Instructions to follow: Using the data below, copy out all lines with the word "point".

Extracted entries:

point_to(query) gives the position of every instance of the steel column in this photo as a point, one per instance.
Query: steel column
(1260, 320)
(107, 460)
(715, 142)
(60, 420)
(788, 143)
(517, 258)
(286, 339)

==

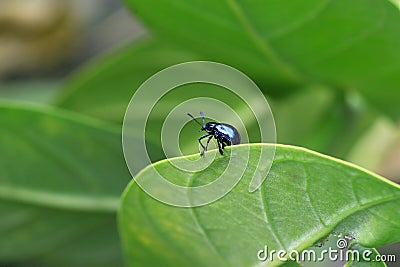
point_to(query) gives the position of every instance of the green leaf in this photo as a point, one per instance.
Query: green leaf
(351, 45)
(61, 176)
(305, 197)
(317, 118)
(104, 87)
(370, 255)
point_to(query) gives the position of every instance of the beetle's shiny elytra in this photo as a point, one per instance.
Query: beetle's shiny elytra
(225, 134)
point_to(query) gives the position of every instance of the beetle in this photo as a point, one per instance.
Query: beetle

...

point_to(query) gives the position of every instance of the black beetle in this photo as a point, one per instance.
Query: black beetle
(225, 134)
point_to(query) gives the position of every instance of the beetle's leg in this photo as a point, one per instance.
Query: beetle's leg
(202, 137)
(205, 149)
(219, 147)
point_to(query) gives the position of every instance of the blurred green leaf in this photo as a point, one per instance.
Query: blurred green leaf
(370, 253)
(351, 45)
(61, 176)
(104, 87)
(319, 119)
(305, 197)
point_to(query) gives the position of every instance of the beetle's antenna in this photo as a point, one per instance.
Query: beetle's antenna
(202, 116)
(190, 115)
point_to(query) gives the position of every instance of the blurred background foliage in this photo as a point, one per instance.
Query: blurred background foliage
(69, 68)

Task solution:
point_to(query) gives the position of every instance of the steel column in this photo as a point, one per instance.
point_to(query) gives the position of every instance of the green leaf in this photo as a point, one per instance.
point_to(query) gives the position of every instance of the beetle's shiny elytra in this photo as a point, one per instance.
point_to(query) gives the position of every instance of the beetle in this photo as a point, one per instance.
point_to(query) gives the position of every instance of the black beetle in this photo as a point, one per instance.
point_to(query) gives the position of every instance of the beetle's leg in this photo as a point, one per instance.
point_to(query) gives the position of every instance of the blurred green leaf in this photo as a point, one per instance.
point_to(query) gives the position of every instance of the beetle's antenna in this photo as a point, one per instance.
point_to(query) gives the position of every instance of the blurred background foliage in this photo as a point, one per instance.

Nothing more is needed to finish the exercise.